• WHAT YOU SHOULD DO
Identify each line below that contains the word "pull", and copy it out.

• SUPPLIED DATA

● ● ● ● ●

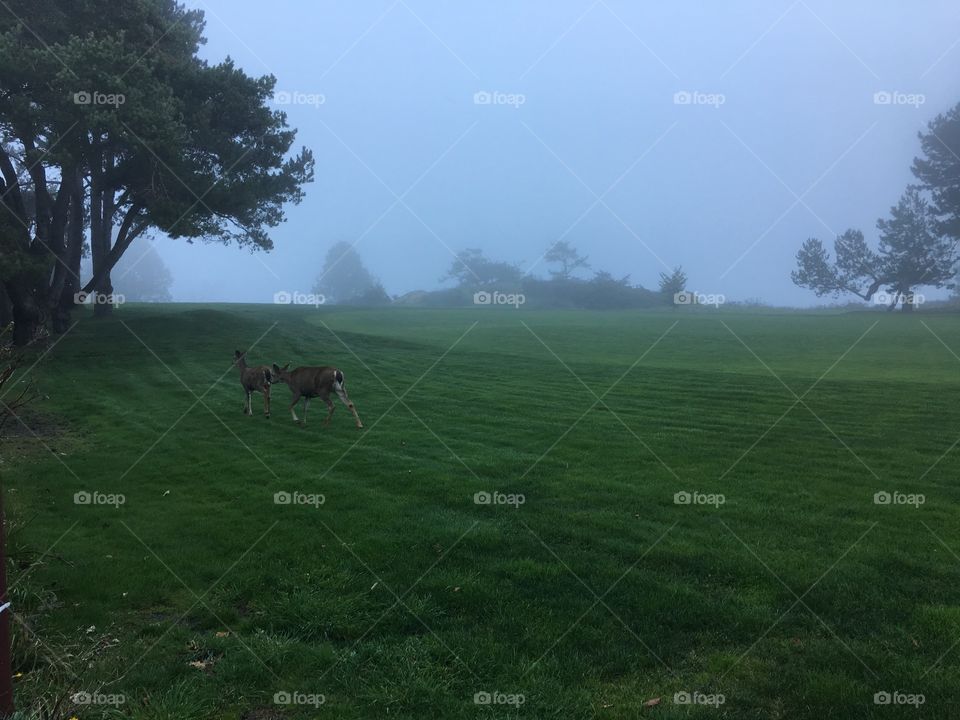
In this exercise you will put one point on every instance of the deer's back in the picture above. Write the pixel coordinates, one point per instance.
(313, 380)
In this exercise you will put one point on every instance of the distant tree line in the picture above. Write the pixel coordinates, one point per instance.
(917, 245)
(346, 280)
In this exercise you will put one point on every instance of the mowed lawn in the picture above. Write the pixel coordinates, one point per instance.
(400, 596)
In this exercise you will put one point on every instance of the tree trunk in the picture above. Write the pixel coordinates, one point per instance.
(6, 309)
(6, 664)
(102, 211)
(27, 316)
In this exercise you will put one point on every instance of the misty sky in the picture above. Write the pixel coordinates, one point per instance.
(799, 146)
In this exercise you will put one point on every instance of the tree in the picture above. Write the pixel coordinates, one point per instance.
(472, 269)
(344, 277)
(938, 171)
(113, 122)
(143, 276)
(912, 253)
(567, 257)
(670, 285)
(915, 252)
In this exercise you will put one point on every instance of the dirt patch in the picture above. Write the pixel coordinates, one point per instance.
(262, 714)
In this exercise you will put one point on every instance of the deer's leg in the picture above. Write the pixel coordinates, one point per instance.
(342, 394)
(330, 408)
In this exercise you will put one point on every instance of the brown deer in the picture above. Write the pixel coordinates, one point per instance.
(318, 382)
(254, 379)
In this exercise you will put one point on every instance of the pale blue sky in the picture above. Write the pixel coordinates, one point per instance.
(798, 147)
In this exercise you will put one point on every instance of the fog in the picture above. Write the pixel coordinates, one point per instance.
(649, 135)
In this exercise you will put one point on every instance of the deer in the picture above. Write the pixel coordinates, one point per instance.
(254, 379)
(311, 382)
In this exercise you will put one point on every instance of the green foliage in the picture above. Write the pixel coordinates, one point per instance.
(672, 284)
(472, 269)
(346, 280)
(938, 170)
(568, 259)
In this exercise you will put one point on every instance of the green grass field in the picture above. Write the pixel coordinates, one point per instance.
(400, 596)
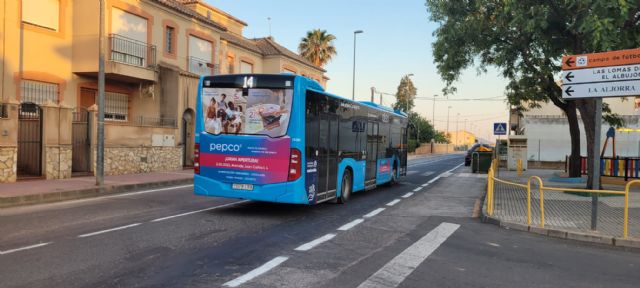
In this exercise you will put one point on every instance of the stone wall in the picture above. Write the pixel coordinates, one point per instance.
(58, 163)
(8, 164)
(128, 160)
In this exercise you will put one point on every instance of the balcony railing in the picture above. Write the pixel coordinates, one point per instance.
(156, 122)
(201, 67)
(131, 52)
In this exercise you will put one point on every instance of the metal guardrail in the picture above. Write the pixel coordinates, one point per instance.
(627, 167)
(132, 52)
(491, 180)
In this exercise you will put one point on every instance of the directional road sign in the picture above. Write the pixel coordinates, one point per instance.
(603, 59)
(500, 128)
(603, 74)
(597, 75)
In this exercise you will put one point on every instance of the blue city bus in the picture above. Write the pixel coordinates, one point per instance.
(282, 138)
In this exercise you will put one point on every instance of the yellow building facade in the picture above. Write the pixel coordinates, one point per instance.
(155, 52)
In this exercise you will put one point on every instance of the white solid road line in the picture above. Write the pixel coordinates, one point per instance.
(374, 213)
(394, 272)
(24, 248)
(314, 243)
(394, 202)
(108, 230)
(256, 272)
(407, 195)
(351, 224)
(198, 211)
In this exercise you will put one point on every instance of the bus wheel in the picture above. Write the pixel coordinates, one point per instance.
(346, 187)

● ● ● ● ●

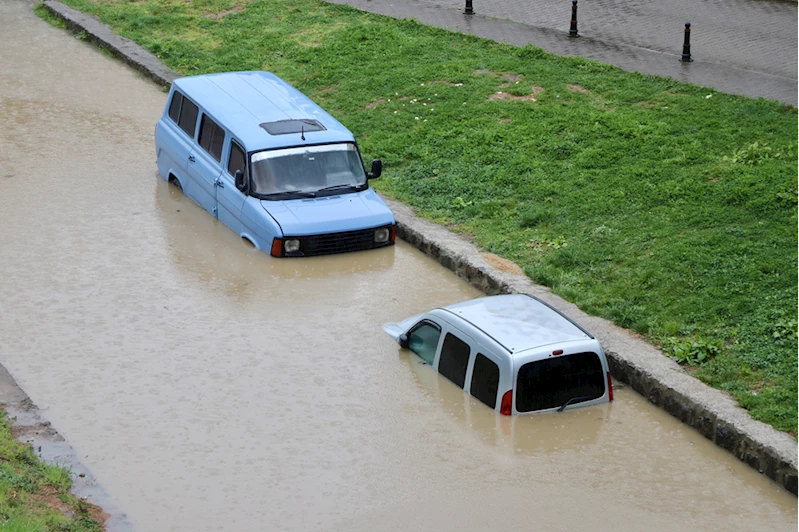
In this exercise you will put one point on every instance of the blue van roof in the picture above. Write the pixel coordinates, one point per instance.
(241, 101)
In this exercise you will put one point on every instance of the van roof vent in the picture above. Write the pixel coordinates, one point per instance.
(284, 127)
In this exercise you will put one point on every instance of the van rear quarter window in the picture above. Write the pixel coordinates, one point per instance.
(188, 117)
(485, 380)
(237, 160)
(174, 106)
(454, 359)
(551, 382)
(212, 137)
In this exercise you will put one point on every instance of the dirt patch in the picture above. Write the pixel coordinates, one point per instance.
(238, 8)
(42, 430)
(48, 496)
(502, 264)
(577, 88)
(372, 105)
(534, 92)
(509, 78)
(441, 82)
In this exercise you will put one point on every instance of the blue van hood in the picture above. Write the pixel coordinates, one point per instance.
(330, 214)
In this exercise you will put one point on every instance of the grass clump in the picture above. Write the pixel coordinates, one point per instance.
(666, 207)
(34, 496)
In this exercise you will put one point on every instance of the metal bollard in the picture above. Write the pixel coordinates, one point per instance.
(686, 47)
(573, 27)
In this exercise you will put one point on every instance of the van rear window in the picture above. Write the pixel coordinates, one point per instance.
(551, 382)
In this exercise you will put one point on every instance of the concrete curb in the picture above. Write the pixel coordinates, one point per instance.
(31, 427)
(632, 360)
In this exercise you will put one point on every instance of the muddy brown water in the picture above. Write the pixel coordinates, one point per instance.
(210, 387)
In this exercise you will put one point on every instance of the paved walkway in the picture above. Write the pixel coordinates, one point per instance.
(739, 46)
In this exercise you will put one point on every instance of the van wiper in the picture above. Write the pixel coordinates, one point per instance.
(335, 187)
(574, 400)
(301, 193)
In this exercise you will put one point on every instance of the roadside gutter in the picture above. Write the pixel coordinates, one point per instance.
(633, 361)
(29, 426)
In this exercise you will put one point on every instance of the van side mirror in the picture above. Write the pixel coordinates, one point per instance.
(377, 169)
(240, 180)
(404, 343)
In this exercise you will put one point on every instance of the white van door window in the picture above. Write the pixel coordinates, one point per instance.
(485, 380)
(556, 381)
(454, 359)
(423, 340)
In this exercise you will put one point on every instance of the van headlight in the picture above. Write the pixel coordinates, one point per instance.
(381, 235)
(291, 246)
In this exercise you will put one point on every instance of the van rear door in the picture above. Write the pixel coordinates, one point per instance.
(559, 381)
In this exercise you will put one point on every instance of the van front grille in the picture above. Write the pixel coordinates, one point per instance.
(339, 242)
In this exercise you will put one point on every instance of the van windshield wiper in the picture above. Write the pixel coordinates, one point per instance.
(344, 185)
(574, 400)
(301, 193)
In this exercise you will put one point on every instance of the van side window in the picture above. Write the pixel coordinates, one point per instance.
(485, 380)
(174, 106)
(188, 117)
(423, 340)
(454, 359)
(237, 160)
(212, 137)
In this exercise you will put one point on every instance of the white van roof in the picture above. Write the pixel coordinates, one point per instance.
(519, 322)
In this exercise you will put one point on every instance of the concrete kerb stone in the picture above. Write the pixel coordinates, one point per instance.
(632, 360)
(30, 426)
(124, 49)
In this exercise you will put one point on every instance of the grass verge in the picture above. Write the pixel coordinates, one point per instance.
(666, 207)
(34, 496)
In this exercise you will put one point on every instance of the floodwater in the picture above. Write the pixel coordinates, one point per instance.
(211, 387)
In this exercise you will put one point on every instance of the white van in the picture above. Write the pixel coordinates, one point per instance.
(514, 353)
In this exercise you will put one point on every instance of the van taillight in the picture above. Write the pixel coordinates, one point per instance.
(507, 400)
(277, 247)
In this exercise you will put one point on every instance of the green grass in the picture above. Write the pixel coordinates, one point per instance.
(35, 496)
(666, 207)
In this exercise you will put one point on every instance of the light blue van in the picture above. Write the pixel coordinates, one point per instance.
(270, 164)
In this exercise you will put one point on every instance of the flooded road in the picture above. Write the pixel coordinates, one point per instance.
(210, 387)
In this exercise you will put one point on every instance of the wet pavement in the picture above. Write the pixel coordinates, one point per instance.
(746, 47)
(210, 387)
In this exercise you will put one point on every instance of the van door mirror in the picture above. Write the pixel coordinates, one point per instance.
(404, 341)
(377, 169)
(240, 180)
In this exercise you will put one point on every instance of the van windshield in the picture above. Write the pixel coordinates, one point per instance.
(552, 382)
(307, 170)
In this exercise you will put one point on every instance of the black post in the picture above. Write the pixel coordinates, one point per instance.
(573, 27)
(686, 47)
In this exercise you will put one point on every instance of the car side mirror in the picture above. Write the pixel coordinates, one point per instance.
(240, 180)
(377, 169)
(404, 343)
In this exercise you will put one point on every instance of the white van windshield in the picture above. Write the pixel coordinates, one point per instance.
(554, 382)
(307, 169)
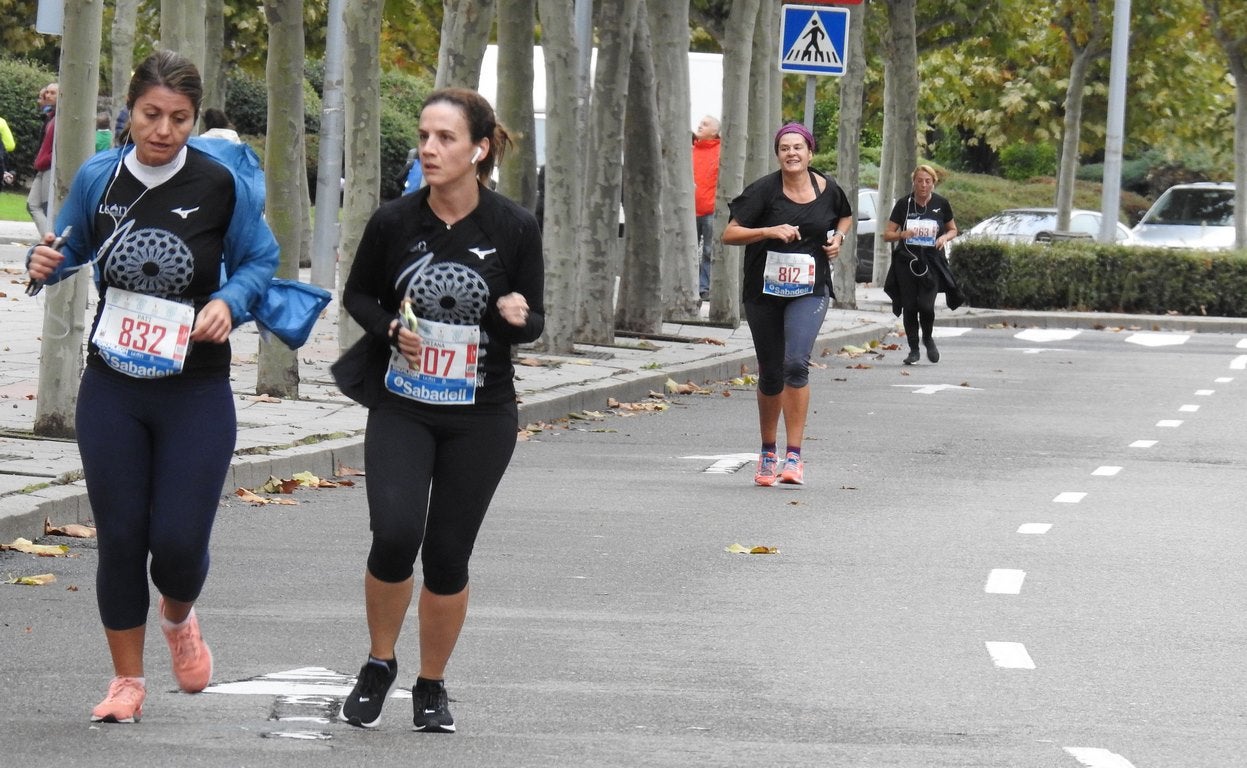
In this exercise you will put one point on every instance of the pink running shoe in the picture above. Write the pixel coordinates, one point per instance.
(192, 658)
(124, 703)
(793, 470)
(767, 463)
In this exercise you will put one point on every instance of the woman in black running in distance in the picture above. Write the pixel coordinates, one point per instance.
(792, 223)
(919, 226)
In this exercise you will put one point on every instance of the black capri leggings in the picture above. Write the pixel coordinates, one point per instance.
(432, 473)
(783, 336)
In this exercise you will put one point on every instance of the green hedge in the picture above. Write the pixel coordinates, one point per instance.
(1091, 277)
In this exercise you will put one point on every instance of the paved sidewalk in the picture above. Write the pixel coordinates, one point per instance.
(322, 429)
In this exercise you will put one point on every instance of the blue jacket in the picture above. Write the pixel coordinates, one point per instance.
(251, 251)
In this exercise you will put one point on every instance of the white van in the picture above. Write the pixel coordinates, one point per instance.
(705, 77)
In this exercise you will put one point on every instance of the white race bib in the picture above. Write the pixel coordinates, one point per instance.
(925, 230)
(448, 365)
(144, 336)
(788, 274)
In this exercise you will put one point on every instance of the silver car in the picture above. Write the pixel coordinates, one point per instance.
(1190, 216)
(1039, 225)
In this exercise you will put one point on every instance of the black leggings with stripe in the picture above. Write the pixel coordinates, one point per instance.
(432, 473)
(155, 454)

● ● ● ● ●

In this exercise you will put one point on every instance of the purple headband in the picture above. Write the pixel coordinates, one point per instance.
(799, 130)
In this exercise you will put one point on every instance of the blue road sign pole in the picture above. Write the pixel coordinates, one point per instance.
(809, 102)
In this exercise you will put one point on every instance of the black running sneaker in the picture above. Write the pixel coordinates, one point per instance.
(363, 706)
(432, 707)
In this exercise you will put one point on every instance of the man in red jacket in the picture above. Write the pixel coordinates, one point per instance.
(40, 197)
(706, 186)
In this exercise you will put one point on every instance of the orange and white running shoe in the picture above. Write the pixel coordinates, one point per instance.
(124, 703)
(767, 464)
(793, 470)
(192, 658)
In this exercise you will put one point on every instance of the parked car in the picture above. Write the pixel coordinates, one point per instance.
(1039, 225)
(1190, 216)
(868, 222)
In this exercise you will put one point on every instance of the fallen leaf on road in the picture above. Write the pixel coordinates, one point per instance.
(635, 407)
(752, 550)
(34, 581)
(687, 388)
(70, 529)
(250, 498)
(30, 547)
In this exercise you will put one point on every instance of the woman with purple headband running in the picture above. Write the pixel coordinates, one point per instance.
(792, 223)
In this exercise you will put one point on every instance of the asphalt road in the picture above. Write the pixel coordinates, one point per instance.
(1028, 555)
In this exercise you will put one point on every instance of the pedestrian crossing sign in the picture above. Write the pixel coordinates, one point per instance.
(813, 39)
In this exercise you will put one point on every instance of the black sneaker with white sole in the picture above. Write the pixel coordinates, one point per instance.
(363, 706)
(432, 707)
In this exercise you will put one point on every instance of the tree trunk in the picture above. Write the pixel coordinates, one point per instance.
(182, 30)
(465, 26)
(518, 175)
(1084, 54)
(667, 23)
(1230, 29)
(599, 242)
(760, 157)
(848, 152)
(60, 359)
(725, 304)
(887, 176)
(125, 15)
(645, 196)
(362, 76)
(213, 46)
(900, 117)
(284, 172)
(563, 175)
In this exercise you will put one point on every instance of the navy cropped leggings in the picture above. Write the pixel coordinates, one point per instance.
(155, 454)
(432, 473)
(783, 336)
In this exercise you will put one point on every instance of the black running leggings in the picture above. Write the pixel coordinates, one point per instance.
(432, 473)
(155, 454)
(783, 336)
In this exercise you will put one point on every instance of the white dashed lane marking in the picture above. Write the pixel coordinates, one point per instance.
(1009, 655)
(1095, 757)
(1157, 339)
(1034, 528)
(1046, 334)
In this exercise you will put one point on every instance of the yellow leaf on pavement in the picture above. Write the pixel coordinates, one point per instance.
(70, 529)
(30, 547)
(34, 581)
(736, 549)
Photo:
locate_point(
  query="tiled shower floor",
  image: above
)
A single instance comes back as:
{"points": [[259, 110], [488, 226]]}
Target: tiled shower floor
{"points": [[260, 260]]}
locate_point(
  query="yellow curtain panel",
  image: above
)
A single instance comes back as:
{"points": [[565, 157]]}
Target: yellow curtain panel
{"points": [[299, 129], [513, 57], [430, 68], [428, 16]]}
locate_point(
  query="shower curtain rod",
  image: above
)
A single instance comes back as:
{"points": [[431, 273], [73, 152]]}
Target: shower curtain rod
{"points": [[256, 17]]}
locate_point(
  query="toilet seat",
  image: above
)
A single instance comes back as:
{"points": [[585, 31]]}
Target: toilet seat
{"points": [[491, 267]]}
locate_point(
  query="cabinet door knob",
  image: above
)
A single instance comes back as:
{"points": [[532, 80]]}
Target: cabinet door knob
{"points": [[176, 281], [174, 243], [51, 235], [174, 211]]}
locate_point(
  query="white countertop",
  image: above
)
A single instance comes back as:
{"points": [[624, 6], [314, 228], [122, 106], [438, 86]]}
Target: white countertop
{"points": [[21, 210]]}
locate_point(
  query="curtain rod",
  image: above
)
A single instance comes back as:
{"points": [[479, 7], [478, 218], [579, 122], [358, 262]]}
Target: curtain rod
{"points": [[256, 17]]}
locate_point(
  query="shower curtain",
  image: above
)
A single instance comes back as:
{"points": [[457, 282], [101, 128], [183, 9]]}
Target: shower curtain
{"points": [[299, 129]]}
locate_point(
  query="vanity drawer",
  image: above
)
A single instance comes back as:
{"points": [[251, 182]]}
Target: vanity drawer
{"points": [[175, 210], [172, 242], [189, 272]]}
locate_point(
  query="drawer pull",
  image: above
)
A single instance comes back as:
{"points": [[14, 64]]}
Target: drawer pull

● ● ● ● ●

• EXERCISE ANSWER
  query="drawer pull",
Target: drawer pull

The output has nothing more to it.